(Collection entries)
──────────
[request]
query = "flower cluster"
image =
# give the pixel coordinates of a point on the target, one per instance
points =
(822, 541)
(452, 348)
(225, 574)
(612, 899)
──────────
Would you restate the entries word for word, omitting none?

Exercise result:
[request]
query = "flower cluster"
image =
# give the pixel coordinates of a point on the target, one per instance
points =
(822, 541)
(452, 348)
(225, 574)
(612, 899)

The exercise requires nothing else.